**WHAT YOU SHOULD DO**.
Copy out every one of the rows below exactly as they appear, keeping each line the same.
.....
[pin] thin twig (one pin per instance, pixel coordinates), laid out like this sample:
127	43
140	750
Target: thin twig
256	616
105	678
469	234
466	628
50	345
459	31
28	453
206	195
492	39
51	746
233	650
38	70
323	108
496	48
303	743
.....
**ANSWER IN FULL**.
[pin] thin twig (one pin per instance, pixel coordinates), laid out like this sample:
127	43
140	750
Target: thin twig
256	616
105	678
469	234
466	628
50	345
459	31
28	453
206	195
492	39
51	746
233	650
38	70
323	108
496	48
303	743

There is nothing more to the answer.